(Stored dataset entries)
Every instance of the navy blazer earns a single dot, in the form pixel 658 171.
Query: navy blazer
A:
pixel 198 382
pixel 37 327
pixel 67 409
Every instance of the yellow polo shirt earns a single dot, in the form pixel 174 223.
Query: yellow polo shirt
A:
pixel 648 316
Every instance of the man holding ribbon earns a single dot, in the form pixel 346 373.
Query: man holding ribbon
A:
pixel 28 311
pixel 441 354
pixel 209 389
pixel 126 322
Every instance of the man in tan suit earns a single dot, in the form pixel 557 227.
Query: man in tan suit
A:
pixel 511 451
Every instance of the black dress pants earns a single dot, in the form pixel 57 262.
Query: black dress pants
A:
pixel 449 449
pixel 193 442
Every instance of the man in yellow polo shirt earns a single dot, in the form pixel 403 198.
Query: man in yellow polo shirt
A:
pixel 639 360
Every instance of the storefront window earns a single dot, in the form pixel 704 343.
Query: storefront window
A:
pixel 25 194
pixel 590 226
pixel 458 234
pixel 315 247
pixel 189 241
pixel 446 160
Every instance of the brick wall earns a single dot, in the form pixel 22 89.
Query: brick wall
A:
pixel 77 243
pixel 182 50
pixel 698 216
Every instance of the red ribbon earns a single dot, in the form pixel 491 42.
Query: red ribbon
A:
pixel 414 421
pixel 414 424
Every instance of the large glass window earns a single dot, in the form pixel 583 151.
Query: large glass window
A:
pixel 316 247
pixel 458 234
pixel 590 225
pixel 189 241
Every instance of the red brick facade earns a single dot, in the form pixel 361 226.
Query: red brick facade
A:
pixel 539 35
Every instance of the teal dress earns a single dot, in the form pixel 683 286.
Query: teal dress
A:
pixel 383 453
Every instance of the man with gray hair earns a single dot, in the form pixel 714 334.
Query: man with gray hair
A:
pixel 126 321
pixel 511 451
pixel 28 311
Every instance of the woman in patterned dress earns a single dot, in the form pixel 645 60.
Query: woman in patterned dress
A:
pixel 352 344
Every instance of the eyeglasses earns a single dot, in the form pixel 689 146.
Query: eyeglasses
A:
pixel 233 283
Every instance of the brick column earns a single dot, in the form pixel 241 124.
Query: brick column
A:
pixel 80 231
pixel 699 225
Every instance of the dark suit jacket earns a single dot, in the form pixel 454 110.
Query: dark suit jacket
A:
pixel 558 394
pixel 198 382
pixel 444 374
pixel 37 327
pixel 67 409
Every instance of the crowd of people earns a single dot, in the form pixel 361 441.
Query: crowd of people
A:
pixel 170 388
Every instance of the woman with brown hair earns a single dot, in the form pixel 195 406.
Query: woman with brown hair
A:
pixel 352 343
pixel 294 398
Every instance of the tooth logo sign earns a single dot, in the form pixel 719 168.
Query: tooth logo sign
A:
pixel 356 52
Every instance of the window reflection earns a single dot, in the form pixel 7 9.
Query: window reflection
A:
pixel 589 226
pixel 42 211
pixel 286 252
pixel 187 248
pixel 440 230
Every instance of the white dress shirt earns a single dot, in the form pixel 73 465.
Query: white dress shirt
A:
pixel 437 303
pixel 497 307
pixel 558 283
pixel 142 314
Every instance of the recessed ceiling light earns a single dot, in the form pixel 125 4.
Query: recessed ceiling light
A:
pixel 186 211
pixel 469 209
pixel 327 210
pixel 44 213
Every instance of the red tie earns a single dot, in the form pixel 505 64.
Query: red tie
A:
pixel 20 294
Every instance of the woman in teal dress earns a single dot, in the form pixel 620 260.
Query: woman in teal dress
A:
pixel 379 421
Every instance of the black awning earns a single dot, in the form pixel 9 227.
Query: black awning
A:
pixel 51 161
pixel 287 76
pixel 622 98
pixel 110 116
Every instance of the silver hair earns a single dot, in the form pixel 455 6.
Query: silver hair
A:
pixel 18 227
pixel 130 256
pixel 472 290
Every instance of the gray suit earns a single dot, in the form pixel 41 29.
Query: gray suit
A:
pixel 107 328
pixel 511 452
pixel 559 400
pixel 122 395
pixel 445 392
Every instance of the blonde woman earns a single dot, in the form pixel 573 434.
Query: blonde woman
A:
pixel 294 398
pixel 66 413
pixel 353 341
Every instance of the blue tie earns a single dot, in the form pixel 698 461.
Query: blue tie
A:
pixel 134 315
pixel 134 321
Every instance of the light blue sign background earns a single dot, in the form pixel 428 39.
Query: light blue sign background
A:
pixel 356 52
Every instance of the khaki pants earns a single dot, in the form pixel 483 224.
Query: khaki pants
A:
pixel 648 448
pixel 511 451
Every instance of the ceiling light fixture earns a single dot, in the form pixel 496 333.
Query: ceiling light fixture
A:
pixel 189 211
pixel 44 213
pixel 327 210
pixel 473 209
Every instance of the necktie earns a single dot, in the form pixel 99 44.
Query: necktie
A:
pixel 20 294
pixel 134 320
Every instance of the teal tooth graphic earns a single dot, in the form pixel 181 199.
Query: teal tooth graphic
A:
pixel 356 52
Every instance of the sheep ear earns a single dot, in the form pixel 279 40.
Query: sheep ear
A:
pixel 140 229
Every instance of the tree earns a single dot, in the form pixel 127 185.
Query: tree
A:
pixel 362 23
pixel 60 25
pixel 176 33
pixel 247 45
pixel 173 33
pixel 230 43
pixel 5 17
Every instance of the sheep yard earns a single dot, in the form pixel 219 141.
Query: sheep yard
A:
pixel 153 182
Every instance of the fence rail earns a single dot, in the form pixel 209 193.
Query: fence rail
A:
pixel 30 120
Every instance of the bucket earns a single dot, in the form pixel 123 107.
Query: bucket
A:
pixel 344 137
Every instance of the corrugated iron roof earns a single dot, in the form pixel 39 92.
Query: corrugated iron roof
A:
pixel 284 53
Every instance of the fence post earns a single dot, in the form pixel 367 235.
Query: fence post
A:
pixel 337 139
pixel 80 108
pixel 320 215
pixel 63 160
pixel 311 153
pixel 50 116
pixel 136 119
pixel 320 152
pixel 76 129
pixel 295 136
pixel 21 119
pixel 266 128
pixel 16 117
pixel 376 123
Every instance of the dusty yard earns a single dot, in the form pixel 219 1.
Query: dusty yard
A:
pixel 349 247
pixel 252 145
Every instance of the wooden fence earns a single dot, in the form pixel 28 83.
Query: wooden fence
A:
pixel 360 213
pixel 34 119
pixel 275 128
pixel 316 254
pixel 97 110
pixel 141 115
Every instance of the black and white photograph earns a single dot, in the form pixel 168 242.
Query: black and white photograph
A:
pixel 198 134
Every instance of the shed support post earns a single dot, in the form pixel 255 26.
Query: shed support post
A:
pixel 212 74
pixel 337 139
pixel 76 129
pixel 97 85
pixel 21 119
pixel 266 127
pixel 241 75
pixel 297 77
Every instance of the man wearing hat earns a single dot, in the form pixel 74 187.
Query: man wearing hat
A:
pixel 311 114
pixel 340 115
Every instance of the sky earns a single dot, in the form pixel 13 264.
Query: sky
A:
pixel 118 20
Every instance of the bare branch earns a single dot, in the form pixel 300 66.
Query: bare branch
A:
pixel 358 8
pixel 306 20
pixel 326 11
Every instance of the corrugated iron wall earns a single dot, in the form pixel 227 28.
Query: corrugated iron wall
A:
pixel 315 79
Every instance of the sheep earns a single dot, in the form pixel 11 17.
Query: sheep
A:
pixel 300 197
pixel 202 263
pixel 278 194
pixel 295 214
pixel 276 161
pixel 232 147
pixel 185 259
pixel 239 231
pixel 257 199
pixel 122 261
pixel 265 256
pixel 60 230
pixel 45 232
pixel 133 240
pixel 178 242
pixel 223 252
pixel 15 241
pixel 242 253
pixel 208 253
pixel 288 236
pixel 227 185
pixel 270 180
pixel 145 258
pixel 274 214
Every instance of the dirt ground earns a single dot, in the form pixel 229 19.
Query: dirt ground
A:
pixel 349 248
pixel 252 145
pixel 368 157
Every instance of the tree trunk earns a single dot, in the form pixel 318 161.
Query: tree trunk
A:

▸ **What the exercise asks**
Retype verbatim the portion of the entries above that begins with the first line and ends with the line containing "pixel 446 160", including both of those lines.

▸ **Response**
Every instance of the navy blazer earns a single dot, in the form pixel 658 171.
Query: navy blazer
A:
pixel 198 382
pixel 37 327
pixel 67 409
Every instance of the yellow polo shirt earns a single dot, in the form pixel 174 223.
Query: yellow polo shirt
A:
pixel 648 316
Every instance of the man holding ribbon earns a single dot, in the form pixel 346 373.
Query: man holding ribbon
A:
pixel 28 311
pixel 441 354
pixel 209 389
pixel 126 322
Every instance of the man in tan suit earns a single dot, in the form pixel 557 227.
Query: man in tan suit
A:
pixel 511 451
Every instance of the black dress pants earns a single dot, in the form pixel 57 262.
Query: black dress pants
A:
pixel 449 449
pixel 193 442
Every instance of the man in yellow polo shirt earns a single dot, in the form pixel 403 198.
Query: man in yellow polo shirt
A:
pixel 639 360
Every instance of the storefront window earns a single dot, in the form pixel 704 343.
Query: storefront window
A:
pixel 25 194
pixel 590 226
pixel 458 234
pixel 315 247
pixel 189 241
pixel 446 160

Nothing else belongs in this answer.